Brief: The response must contain each line of the material that holds "pillow".

Records to process:
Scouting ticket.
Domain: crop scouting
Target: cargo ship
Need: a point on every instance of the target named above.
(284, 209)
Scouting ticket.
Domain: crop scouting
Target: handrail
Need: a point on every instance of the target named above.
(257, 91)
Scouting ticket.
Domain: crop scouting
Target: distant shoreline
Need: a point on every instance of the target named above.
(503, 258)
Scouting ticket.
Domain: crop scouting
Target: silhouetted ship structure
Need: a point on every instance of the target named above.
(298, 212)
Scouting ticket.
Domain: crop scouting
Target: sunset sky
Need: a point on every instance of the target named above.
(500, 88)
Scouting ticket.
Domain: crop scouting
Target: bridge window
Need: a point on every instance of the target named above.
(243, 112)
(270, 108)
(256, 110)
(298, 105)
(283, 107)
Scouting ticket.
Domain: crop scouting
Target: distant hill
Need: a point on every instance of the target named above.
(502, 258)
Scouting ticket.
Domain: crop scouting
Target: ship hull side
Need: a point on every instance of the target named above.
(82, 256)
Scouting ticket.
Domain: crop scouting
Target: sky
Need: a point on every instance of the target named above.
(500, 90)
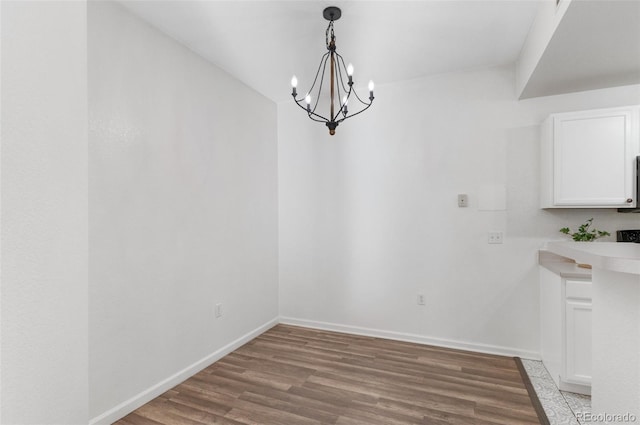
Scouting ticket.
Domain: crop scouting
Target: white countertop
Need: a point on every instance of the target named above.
(613, 256)
(562, 266)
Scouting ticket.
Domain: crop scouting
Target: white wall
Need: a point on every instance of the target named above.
(369, 217)
(44, 213)
(183, 210)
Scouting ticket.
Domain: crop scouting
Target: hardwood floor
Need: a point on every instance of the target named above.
(297, 376)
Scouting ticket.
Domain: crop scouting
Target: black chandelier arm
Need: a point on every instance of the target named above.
(342, 105)
(340, 71)
(353, 115)
(324, 68)
(323, 119)
(323, 61)
(360, 100)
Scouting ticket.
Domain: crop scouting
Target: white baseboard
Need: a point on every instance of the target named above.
(419, 339)
(128, 406)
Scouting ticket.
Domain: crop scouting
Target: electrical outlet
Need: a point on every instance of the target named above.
(495, 237)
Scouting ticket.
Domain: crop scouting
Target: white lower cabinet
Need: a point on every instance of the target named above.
(565, 328)
(577, 365)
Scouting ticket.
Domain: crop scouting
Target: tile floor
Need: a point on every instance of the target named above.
(561, 407)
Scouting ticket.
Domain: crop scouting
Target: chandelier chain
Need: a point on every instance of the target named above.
(326, 35)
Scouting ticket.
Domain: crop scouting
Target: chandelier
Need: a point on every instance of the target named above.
(337, 88)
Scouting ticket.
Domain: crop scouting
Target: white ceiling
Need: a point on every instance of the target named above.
(596, 45)
(263, 43)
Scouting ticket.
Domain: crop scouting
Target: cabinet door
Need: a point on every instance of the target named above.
(594, 154)
(578, 341)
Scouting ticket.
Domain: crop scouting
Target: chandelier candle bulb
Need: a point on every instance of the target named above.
(350, 74)
(307, 99)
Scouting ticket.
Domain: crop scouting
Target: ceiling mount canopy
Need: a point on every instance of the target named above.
(338, 71)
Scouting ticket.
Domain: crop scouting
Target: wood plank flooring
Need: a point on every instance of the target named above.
(297, 376)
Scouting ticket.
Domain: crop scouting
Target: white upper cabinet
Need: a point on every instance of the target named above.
(588, 159)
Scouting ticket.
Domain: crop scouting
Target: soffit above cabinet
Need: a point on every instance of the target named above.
(596, 44)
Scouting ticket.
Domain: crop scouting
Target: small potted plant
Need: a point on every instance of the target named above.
(585, 234)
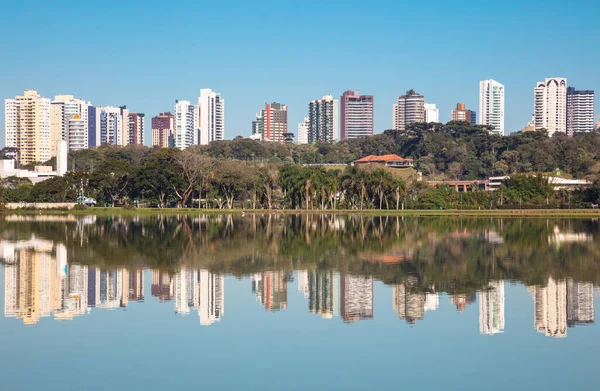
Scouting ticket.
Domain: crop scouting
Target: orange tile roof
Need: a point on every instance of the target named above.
(383, 159)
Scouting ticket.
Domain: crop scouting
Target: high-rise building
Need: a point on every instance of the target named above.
(163, 126)
(461, 301)
(185, 126)
(211, 298)
(303, 131)
(323, 296)
(272, 124)
(27, 127)
(76, 134)
(63, 109)
(111, 126)
(62, 152)
(550, 105)
(136, 128)
(409, 109)
(432, 114)
(462, 114)
(411, 305)
(580, 111)
(491, 105)
(136, 285)
(580, 303)
(92, 123)
(491, 308)
(550, 308)
(323, 118)
(211, 108)
(356, 298)
(162, 286)
(356, 115)
(303, 283)
(270, 289)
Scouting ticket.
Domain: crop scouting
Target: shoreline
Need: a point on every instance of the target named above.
(110, 211)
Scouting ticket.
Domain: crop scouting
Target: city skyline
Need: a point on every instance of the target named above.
(519, 58)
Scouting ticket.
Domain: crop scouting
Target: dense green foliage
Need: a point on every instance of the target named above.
(249, 174)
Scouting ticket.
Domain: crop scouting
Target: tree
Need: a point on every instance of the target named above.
(111, 179)
(160, 175)
(194, 169)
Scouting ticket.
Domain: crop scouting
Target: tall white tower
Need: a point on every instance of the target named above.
(212, 116)
(491, 105)
(550, 105)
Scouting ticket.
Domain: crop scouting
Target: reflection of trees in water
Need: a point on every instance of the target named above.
(456, 255)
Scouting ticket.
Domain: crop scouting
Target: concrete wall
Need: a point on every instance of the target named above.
(41, 205)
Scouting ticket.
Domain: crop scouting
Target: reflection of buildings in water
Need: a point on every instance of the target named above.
(492, 237)
(303, 282)
(136, 285)
(462, 301)
(39, 282)
(324, 288)
(185, 286)
(107, 289)
(491, 308)
(270, 289)
(580, 303)
(212, 297)
(550, 308)
(559, 237)
(200, 289)
(411, 306)
(161, 285)
(562, 304)
(356, 298)
(32, 283)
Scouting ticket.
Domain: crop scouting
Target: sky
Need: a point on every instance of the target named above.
(146, 54)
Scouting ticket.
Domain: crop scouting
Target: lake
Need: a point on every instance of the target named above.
(297, 302)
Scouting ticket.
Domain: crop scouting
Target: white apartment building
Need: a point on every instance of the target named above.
(185, 125)
(212, 116)
(580, 111)
(112, 125)
(76, 134)
(211, 306)
(324, 120)
(27, 126)
(550, 105)
(491, 105)
(409, 109)
(432, 113)
(303, 131)
(65, 107)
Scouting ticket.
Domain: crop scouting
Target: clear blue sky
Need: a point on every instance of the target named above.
(146, 54)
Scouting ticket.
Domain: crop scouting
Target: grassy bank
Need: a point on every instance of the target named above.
(371, 212)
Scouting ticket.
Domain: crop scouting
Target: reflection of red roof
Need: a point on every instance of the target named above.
(382, 159)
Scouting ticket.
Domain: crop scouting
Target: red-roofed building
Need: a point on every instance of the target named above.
(393, 161)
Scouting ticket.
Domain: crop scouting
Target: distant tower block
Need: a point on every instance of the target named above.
(61, 158)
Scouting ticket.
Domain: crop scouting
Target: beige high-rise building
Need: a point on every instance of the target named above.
(163, 126)
(550, 308)
(62, 110)
(550, 105)
(27, 127)
(409, 109)
(463, 115)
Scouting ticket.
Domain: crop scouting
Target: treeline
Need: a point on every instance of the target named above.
(162, 177)
(243, 173)
(456, 150)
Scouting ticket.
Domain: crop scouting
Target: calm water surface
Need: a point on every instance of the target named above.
(298, 302)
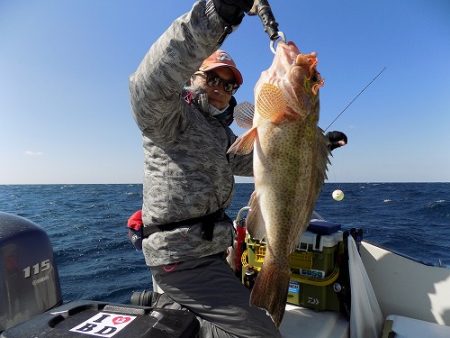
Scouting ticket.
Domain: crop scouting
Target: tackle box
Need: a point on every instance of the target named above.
(314, 266)
(314, 256)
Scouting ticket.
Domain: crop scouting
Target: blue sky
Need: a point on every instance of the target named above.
(64, 66)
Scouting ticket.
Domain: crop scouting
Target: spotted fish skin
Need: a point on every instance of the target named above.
(289, 164)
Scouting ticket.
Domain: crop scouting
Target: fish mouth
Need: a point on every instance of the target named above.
(303, 67)
(308, 63)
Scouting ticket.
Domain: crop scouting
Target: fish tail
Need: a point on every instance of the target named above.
(271, 289)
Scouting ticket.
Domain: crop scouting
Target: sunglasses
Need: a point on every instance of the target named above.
(213, 80)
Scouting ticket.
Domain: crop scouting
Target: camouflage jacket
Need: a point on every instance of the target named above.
(187, 173)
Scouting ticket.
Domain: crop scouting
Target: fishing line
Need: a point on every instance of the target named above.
(354, 99)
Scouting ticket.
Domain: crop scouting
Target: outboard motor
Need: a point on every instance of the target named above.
(29, 282)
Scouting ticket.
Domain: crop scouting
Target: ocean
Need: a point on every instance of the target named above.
(86, 225)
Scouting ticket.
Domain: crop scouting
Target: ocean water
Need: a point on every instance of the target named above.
(87, 227)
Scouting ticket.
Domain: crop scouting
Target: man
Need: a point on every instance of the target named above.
(188, 176)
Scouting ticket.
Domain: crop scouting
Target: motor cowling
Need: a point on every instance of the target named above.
(29, 282)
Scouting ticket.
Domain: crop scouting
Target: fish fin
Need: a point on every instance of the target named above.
(244, 143)
(254, 222)
(243, 114)
(271, 103)
(271, 289)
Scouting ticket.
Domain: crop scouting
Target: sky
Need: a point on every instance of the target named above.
(65, 113)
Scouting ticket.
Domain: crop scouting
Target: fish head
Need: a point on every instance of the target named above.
(295, 74)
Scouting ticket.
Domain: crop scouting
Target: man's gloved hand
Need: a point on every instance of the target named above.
(232, 11)
(336, 139)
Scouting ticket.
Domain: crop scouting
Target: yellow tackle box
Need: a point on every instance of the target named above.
(314, 266)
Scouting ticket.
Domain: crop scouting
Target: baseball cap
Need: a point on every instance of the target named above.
(218, 59)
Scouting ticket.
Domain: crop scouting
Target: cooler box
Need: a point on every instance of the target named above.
(89, 318)
(313, 265)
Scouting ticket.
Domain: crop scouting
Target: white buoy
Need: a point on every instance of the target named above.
(338, 195)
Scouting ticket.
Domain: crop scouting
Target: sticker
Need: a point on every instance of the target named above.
(294, 287)
(103, 324)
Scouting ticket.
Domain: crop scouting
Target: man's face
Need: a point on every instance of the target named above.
(217, 95)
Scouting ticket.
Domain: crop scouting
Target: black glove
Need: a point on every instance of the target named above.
(232, 11)
(337, 139)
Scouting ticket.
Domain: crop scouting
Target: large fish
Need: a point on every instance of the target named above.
(289, 163)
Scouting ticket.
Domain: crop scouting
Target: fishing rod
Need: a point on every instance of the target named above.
(354, 99)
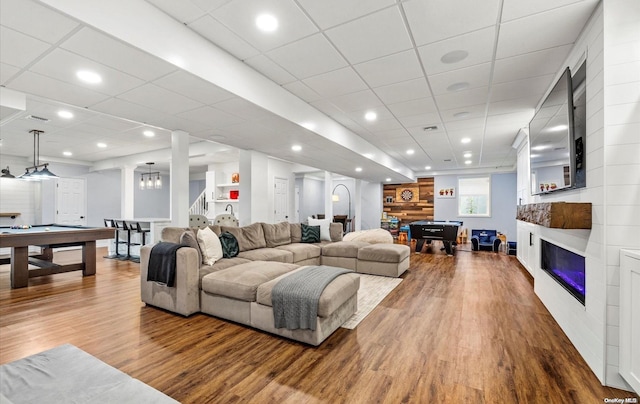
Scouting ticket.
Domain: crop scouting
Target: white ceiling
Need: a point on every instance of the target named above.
(342, 57)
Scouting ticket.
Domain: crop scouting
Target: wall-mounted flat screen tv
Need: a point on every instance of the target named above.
(552, 147)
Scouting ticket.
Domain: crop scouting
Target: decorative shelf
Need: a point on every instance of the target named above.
(557, 215)
(10, 214)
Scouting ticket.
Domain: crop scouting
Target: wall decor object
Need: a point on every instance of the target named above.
(408, 194)
(446, 193)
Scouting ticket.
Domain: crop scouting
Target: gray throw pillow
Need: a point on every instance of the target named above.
(310, 234)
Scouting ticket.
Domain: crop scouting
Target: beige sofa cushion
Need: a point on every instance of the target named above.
(337, 292)
(241, 281)
(393, 253)
(302, 251)
(346, 249)
(276, 234)
(249, 237)
(267, 254)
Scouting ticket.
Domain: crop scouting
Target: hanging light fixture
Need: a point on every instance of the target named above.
(35, 175)
(150, 180)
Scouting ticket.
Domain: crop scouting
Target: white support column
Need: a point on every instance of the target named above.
(328, 201)
(358, 206)
(179, 178)
(127, 179)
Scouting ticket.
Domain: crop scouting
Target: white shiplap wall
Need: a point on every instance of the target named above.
(621, 146)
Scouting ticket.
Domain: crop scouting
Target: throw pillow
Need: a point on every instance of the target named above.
(324, 227)
(209, 245)
(229, 245)
(310, 234)
(188, 239)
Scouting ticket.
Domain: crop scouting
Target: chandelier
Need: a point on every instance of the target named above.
(150, 180)
(35, 174)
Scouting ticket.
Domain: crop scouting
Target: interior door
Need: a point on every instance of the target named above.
(281, 200)
(71, 201)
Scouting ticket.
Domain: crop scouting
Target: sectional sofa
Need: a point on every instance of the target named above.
(239, 288)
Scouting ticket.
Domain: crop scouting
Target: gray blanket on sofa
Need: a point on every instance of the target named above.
(295, 297)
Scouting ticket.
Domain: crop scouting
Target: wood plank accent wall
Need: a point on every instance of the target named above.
(410, 211)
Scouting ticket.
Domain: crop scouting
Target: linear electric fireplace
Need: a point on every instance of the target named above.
(565, 267)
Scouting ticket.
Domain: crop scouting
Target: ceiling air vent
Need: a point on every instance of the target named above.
(37, 118)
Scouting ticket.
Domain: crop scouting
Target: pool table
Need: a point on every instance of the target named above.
(49, 237)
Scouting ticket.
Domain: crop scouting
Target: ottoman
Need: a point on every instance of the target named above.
(383, 259)
(343, 254)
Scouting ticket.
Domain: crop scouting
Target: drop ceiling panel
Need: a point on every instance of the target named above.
(63, 65)
(308, 57)
(223, 37)
(32, 83)
(108, 51)
(212, 117)
(35, 20)
(532, 33)
(461, 99)
(335, 83)
(158, 98)
(390, 69)
(329, 13)
(478, 44)
(384, 28)
(198, 89)
(239, 16)
(404, 91)
(532, 64)
(473, 77)
(431, 22)
(18, 49)
(357, 101)
(270, 69)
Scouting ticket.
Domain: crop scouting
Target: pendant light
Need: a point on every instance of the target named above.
(150, 180)
(35, 175)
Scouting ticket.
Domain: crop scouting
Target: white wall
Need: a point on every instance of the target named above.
(610, 41)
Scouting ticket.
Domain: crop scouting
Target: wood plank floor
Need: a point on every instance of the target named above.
(458, 329)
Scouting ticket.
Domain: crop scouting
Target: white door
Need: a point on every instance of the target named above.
(281, 200)
(71, 201)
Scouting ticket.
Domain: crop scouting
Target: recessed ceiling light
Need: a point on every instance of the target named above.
(267, 22)
(454, 56)
(65, 114)
(463, 85)
(89, 76)
(370, 116)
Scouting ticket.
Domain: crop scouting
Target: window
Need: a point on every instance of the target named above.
(474, 196)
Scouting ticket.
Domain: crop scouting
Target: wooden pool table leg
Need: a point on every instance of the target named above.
(89, 258)
(19, 267)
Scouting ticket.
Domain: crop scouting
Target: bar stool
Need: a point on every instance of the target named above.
(143, 239)
(117, 242)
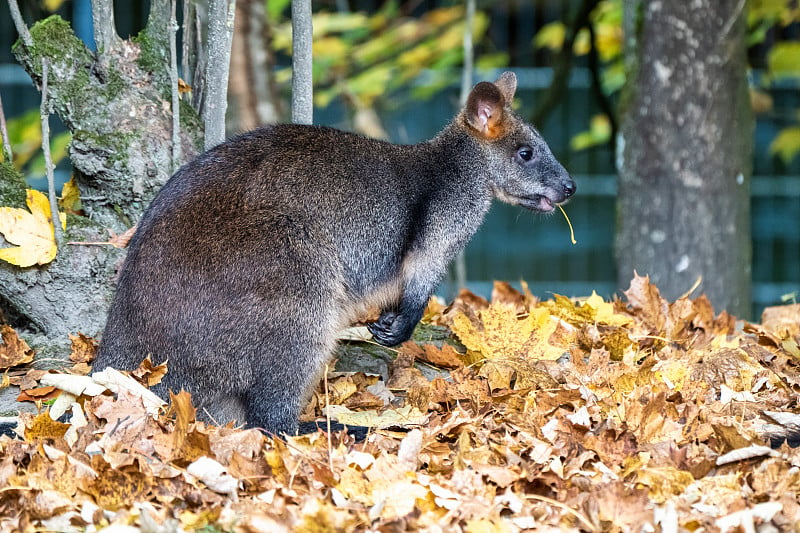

Response:
Target: gray throw pillow
Target: throw pillow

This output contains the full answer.